***** Record set *****

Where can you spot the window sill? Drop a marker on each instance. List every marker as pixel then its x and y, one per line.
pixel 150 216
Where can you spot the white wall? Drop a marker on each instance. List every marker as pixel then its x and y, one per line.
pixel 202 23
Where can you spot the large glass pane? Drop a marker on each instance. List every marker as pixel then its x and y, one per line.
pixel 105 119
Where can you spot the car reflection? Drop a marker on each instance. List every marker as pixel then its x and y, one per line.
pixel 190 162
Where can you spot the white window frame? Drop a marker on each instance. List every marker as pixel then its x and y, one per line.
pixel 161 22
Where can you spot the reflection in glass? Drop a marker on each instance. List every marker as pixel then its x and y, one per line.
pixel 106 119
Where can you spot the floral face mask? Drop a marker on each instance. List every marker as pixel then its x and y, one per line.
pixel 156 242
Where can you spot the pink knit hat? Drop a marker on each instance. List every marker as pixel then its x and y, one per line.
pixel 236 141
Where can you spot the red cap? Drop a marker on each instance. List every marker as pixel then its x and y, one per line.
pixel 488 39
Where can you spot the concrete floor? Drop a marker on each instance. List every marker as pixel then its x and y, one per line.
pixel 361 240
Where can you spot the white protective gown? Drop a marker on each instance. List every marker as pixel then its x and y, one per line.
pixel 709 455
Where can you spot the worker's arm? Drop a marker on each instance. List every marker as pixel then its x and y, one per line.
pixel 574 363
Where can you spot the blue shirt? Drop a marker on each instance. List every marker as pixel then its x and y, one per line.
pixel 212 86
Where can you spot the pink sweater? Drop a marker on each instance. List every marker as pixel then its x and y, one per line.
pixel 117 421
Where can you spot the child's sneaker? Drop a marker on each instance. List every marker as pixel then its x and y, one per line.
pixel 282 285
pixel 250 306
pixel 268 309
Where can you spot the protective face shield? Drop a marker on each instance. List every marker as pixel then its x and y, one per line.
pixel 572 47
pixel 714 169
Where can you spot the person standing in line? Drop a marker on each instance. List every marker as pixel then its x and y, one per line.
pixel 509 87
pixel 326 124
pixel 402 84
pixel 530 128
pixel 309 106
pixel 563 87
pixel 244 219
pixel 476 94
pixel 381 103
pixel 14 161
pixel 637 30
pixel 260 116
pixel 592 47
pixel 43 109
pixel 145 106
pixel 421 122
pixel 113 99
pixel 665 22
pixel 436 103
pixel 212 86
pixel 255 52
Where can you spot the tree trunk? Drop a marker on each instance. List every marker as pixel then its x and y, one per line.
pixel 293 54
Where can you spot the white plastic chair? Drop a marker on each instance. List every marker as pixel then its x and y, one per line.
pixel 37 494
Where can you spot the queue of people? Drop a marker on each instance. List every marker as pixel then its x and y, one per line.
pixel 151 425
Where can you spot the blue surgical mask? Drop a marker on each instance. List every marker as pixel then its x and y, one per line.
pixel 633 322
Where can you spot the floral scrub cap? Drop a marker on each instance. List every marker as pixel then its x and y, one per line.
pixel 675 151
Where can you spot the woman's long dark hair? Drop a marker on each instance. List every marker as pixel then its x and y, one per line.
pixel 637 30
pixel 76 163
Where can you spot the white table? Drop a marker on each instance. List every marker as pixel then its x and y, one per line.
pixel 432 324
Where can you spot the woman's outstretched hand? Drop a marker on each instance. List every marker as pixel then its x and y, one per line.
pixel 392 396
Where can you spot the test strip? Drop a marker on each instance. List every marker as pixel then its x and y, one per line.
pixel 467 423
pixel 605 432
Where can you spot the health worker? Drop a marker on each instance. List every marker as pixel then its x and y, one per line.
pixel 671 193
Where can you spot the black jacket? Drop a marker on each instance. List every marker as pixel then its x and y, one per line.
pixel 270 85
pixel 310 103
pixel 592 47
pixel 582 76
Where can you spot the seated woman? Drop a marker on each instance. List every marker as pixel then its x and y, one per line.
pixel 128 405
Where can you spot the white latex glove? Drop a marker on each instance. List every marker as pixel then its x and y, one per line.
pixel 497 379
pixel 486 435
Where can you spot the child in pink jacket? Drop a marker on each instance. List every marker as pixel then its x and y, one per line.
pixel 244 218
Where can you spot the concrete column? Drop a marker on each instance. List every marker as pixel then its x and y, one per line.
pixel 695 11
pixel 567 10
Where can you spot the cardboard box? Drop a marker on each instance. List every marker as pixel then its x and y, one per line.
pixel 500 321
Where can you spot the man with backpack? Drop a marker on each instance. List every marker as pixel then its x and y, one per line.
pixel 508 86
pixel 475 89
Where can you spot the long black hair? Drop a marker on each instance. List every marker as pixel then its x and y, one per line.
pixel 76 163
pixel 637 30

*****

Write the data out again, verbatim.

### Response for this exercise
Where can you spot the window sill? Drop a marker on each instance. List every marker as pixel then its x and y, one per line.
pixel 150 216
Where can you spot the white wall? Drop a marker on each instance. List every marker as pixel then its x and y, one per line.
pixel 202 23
Where can you spot the large glass pane? Drop a marker on each instance. List every marker as pixel then its x and y, one per line.
pixel 105 119
Where can you spot the car reflection? Drop a marker on each instance. List every marker as pixel then its x and y, one per line.
pixel 190 162
Where can you spot the white window frame? Drop a marker on each instance. List every marker as pixel then its x and y, one per line.
pixel 161 22
Where can you spot the reflection in glass? Drop a marker on each instance. List every marker as pixel then its x and y, one per line.
pixel 106 119
Where can you spot the floral face mask? Drop a marker on each instance. List every marker as pixel then its x and y, one per line.
pixel 156 242
Where can you spot the pink knit hat? Drop a marker on each instance. List every marker as pixel then its x and y, one per line.
pixel 236 141
Where can you spot the red cap? Drop a marker on each instance. List every marker as pixel then its x and y, one per line.
pixel 488 39
Where can you spot the concrete floor? Drop a marker on each instance. List every marker as pixel then its x and y, one per line.
pixel 361 240
Where can you spot the white protective gown? Drop a marker on each instance. List every marker as pixel then its x and y, one per line.
pixel 709 455
Where can you spot the worker's arm? Drop a marker on each instance. List every marker as pixel then its x and y, one per line.
pixel 574 363
Where can you spot the blue shirt? Drop a marker on each instance. List every marker as pixel then its x and y, one per line.
pixel 212 86
Where can you spot the pink sweater? Drop a marker on each instance. List every marker as pixel then its x and y, one per line.
pixel 117 421
Where can you spot the child's sneaker? Drop a marker on each instance. List every marker as pixel then its x and y, one per line.
pixel 282 285
pixel 250 306
pixel 268 309
Where can you spot the protective face shield? Drop a marker on each instance. List every marker as pixel then its x and y, one per line.
pixel 572 47
pixel 714 169
Where can you spot the person standing in line? Drop a marker on each instance. List every marker as pixel then its x and y, one per line.
pixel 509 87
pixel 326 124
pixel 402 84
pixel 530 128
pixel 309 106
pixel 563 87
pixel 244 219
pixel 476 94
pixel 381 103
pixel 14 161
pixel 637 30
pixel 260 116
pixel 592 47
pixel 43 109
pixel 145 106
pixel 421 122
pixel 113 99
pixel 665 22
pixel 436 103
pixel 212 86
pixel 255 52
Where can you spot the tree trunk? Drop a marker on each instance. List every marker as pixel then its x and y, one per line.
pixel 293 54
Where can you spot the white plastic chair? Drop a marker on each instance. List every marker as pixel then its x and y, one per line.
pixel 37 494
Where can you spot the queue of people? Drop a marker on each instance. List every marker as pixel then its x and y, one per line.
pixel 151 425
Where can you spot the blue surgical mask? Drop a marker on each instance. List every marker as pixel then its x and y, one per line.
pixel 633 322
Where can you spot the floral scrub cap? Drop a marker on each instance. List every marker as pixel then its x and y, one per line.
pixel 675 151
Where can you spot the woman's long dark hair? Drop a marker on each instance. List every marker as pixel then its x and y, one per line.
pixel 637 30
pixel 76 163
Where can you spot the white table? Drop a marker on each instance. List every marker as pixel then its x and y, one per line.
pixel 432 324
Where can you spot the woman's outstretched hand? Drop a marker on each instance. List every marker as pixel then its x and y, one per line.
pixel 392 396
Where can you spot the test strip? Drop a marker on each instance. List every marker as pixel then its x and y, one per line.
pixel 467 423
pixel 605 432
Where can you spot the health worker? Drop a marker on each instance. List every marker as pixel then its x and y, one per line.
pixel 671 193
Where can you spot the black jacket? Drop a marker on each instance. List every marker as pixel then its x and y, one per line.
pixel 270 85
pixel 310 103
pixel 592 47
pixel 582 76
Where can you spot the seated woman? Drop a marker on each instance. List every marker as pixel then its x and y, one per line.
pixel 128 405
Where can you spot the white latex glove? Drop a marker on each instance. List every marker as pixel then its x and y, one per line.
pixel 497 379
pixel 486 435
Where can you spot the child in pink jacket? Drop a marker on each instance. List every marker as pixel then its x and y, one per line.
pixel 244 218
Where can you spot the concrete column? Drop a marker on each instance. List every marker as pixel then its x and y, one per line.
pixel 695 11
pixel 567 10
Where can you spot the cardboard box? Drop a marker on each instance. List every marker as pixel then its x and y, one per line.
pixel 500 321
Where can you spot the man with backpack? Drop a marker on each instance. List every marker as pixel then its x and y, one per line.
pixel 508 86
pixel 475 89
Where can you spot the long black hair? Drop a marker on each instance. List every marker as pixel then its x and y, one per line.
pixel 76 163
pixel 637 30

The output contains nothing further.